How many lines in the records below contain the word "chocolate"? Reply with the number alone.

The data:
---------------

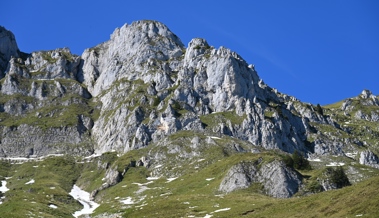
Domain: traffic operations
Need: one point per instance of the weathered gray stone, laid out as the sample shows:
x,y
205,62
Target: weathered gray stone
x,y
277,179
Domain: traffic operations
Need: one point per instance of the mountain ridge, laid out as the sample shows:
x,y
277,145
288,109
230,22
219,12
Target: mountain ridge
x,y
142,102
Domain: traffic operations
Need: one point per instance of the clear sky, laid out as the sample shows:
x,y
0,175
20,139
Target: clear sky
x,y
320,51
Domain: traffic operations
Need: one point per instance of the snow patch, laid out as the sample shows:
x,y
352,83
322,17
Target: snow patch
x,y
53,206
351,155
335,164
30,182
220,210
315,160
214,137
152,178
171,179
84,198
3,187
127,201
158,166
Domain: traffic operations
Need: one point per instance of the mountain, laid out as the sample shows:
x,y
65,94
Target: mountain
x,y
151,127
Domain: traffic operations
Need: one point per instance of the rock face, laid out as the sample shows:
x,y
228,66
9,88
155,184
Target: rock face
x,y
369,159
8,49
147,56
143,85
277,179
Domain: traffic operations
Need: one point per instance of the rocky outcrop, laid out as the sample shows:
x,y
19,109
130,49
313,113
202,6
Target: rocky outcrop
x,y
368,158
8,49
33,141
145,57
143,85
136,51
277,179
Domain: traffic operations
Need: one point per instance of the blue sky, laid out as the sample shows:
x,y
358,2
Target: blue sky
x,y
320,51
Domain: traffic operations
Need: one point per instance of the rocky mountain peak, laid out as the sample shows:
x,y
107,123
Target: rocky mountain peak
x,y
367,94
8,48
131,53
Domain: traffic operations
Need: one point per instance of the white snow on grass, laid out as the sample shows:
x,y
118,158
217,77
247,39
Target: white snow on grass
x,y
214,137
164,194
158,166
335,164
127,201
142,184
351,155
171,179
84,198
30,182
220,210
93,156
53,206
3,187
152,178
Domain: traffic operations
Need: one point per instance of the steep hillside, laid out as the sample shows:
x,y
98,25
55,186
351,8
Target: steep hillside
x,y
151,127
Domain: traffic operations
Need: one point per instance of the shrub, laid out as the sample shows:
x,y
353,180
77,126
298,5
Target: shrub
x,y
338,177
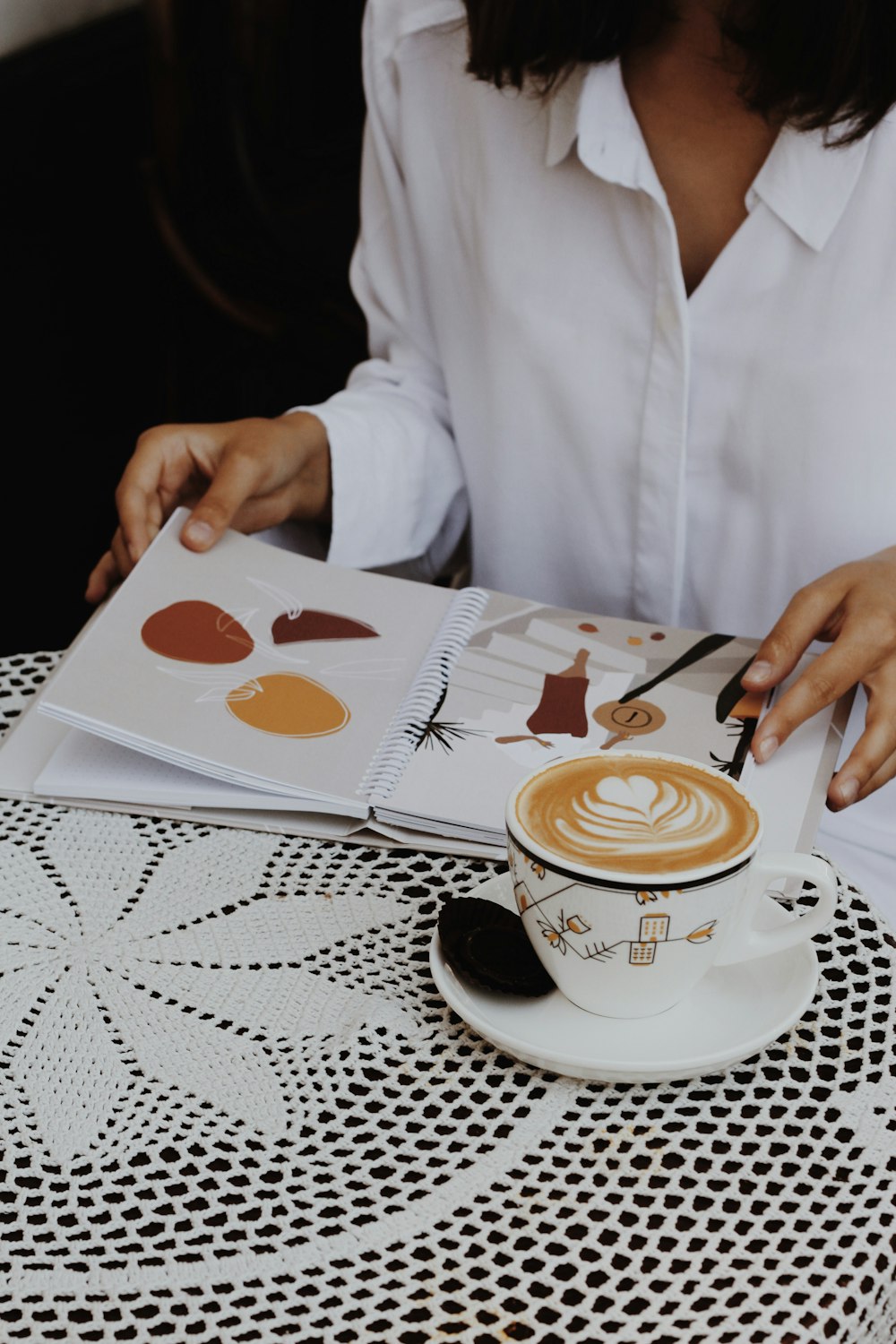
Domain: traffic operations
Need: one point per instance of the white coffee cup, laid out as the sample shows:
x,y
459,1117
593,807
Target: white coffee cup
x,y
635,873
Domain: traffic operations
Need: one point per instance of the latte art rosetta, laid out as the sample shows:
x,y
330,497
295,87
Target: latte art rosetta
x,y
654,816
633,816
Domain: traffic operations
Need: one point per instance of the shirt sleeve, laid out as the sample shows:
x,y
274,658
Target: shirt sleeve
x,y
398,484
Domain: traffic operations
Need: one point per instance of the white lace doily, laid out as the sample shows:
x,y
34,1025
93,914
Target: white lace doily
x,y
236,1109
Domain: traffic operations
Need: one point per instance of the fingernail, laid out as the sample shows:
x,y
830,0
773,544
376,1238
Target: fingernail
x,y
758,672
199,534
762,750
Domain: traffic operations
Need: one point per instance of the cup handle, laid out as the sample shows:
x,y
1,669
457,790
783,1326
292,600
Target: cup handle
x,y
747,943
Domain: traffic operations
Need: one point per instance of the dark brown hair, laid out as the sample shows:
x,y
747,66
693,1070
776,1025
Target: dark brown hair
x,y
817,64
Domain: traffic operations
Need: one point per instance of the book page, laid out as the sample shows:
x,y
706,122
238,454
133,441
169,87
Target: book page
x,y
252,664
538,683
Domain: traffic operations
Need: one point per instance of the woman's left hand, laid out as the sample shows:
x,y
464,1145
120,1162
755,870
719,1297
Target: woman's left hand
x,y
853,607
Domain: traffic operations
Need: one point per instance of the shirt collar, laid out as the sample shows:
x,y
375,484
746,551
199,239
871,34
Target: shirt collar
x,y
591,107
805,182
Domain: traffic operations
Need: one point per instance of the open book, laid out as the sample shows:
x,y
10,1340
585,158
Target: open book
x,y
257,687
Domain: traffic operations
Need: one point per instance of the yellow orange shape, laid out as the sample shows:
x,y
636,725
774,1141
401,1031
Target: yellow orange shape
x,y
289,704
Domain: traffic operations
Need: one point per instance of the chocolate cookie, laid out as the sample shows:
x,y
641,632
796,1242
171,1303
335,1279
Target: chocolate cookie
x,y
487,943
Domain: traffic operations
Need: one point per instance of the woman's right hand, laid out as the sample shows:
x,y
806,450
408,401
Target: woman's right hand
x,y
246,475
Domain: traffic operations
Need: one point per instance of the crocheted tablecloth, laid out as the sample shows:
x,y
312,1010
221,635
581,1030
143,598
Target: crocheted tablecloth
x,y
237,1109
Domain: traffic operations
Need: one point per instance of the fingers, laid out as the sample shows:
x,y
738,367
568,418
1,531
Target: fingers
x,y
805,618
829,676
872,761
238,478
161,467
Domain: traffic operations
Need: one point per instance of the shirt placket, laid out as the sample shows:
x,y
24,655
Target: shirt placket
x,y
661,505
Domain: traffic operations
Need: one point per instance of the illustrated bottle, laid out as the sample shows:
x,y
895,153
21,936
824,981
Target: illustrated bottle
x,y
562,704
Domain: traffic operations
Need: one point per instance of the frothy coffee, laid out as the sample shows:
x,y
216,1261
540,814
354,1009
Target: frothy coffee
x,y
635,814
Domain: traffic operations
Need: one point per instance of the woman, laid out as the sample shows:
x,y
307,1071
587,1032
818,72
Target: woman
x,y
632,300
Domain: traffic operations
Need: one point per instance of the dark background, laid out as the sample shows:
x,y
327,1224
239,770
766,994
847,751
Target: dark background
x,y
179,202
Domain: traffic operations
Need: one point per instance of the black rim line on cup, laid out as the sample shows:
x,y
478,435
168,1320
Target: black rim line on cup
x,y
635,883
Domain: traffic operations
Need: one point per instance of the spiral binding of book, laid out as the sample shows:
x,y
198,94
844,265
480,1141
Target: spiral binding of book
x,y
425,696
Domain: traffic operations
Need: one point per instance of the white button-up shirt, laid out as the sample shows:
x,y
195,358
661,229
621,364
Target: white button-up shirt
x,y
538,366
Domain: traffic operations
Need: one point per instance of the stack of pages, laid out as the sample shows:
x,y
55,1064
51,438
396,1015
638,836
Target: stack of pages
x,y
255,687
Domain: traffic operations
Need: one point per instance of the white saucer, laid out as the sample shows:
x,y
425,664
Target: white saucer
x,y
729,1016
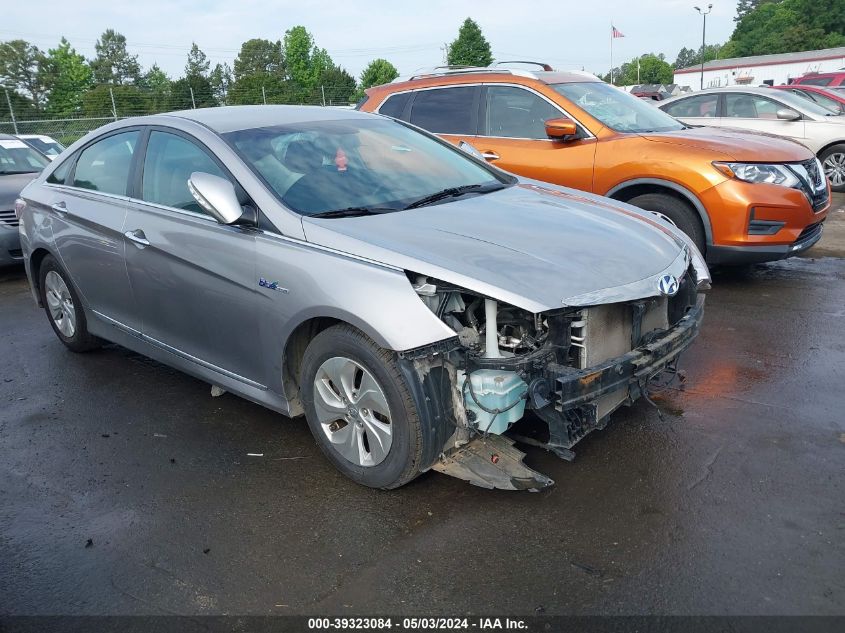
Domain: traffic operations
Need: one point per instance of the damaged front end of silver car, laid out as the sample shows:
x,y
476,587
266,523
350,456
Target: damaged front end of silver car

---------------

Solution below: 2